» Work to complete:
Nothing but an exact repetition of the listing should be returned.

» Task material:
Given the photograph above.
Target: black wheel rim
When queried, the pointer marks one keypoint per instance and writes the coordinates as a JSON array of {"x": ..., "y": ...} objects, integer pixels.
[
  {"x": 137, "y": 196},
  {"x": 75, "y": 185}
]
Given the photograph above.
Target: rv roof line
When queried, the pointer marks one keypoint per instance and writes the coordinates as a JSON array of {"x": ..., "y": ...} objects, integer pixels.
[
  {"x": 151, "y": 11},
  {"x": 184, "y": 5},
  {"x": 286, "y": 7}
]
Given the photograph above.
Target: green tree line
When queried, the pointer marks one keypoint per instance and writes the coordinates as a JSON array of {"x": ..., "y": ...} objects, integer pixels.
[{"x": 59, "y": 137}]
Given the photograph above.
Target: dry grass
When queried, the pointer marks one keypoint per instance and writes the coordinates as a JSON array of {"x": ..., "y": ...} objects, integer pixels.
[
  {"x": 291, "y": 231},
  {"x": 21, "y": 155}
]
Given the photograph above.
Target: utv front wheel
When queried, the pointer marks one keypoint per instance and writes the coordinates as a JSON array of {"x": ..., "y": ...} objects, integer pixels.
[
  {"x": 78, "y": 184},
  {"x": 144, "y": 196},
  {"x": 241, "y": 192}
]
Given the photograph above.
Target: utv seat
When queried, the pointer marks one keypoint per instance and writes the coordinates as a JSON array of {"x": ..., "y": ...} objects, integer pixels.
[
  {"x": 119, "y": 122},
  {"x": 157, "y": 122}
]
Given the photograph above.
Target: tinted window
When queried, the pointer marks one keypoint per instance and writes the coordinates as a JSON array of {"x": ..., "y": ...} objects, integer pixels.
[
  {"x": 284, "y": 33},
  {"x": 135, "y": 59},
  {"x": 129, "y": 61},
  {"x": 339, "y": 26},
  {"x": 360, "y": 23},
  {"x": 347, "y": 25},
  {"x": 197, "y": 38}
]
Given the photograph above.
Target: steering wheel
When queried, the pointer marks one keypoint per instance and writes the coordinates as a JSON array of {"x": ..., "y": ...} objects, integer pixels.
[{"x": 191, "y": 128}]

» Exercise output:
Given the photograph above.
Target: black wheel rim
When queried, the pointer marks one keypoint per instance and writes the coordinates as a JSON array of {"x": ..., "y": ...} objects, integer pixels.
[
  {"x": 137, "y": 196},
  {"x": 75, "y": 185}
]
Given the photograph above.
Target: rv roof line
When queried, the pointer marks one keypoint per instance and writes the coordinates as a JSON array of {"x": ..., "y": ...} objects, integer pixels.
[
  {"x": 151, "y": 11},
  {"x": 184, "y": 5},
  {"x": 286, "y": 7}
]
Given the photograph above.
Target: green tree line
When queried, the pointer marks one keypoint per instance and writes the coordinates as a JSON array of {"x": ..., "y": ...} objects, integer pixels.
[{"x": 59, "y": 137}]
Given the photograph above.
Target: dry grass
When queried, the pointer marks one keypoint per instance and writes the coordinates as a JSON array of {"x": ..., "y": ...} objects, integer pixels.
[
  {"x": 291, "y": 231},
  {"x": 21, "y": 155}
]
Given the photograph above.
Target: utv front wheel
When queried, the pointer marks one keypoint per instance and writes the coordinates as a JSON array of {"x": ..., "y": ...} objects, integer pixels.
[
  {"x": 78, "y": 184},
  {"x": 144, "y": 196},
  {"x": 241, "y": 192}
]
Given the photograph above.
Target: utv seat
When queried, the pointer marks one keypoint per instance and writes the coordinates as a JSON array of {"x": ..., "y": ...} objects, integer pixels.
[
  {"x": 119, "y": 122},
  {"x": 157, "y": 122}
]
Given the photograph above.
Target: tinted window
When queried, the pointer marks one keypoint per instance and writes the coordinates as a JSON array of {"x": ..., "y": ...} objects, integer pixels.
[
  {"x": 284, "y": 33},
  {"x": 135, "y": 59},
  {"x": 129, "y": 61},
  {"x": 339, "y": 26},
  {"x": 360, "y": 23},
  {"x": 347, "y": 25},
  {"x": 197, "y": 38}
]
Given the photograph above.
Target: steering wheel
When queried, the pointer marks one keypoint per instance and writes the coordinates as a JSON array of {"x": ..., "y": ...} objects, integer pixels.
[{"x": 191, "y": 128}]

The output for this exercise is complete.